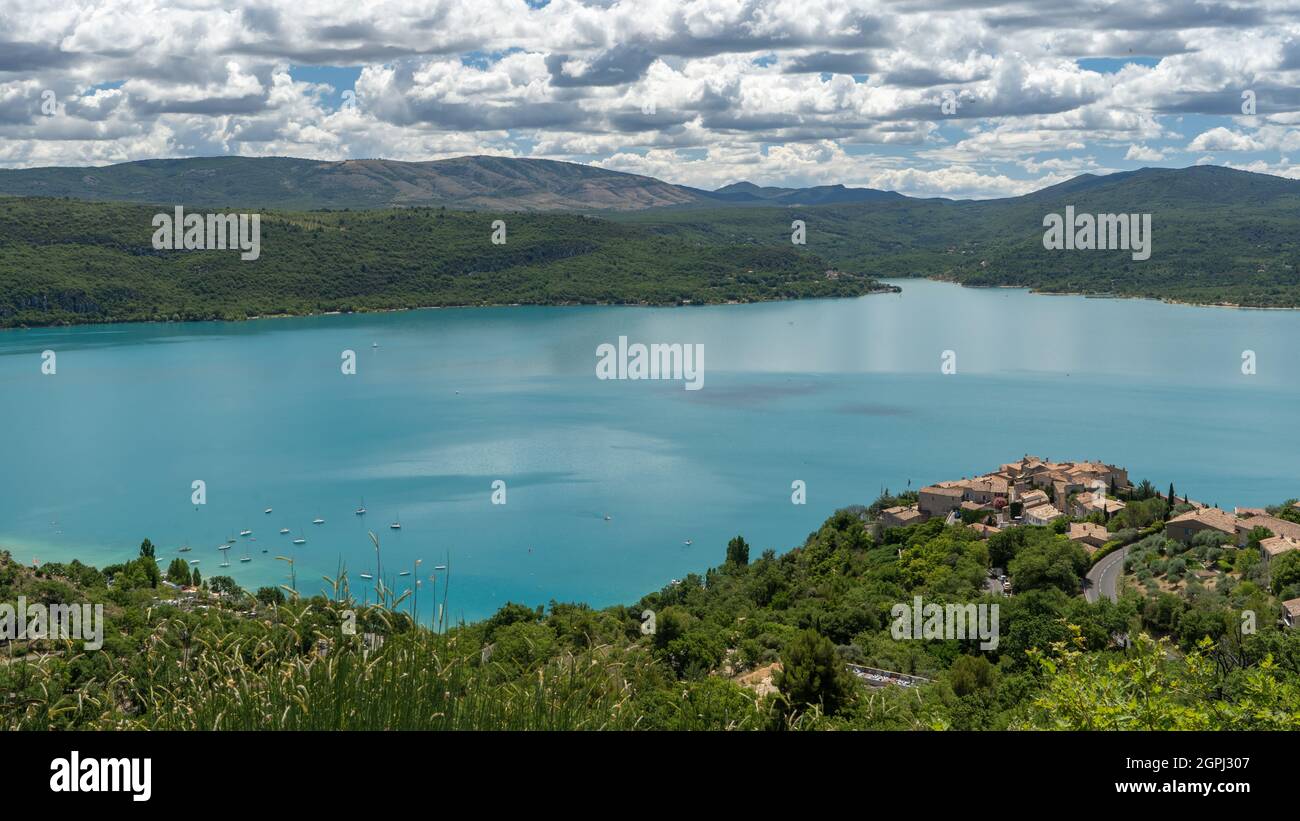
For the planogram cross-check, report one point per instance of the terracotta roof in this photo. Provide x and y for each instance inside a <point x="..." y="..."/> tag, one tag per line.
<point x="1088" y="530"/>
<point x="1044" y="511"/>
<point x="1275" y="546"/>
<point x="1278" y="526"/>
<point x="1212" y="517"/>
<point x="945" y="490"/>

■ ■ ■ ■

The full listing, transcribed exactly and without its pictures, is the expected result.

For the planogram cross-check, report one point per instance of the terracotta roof in this photo. Provide x and y for each instance inside a <point x="..." y="..."/> tag, one tag per line.
<point x="1088" y="530"/>
<point x="1044" y="511"/>
<point x="1275" y="546"/>
<point x="1278" y="526"/>
<point x="1212" y="517"/>
<point x="945" y="490"/>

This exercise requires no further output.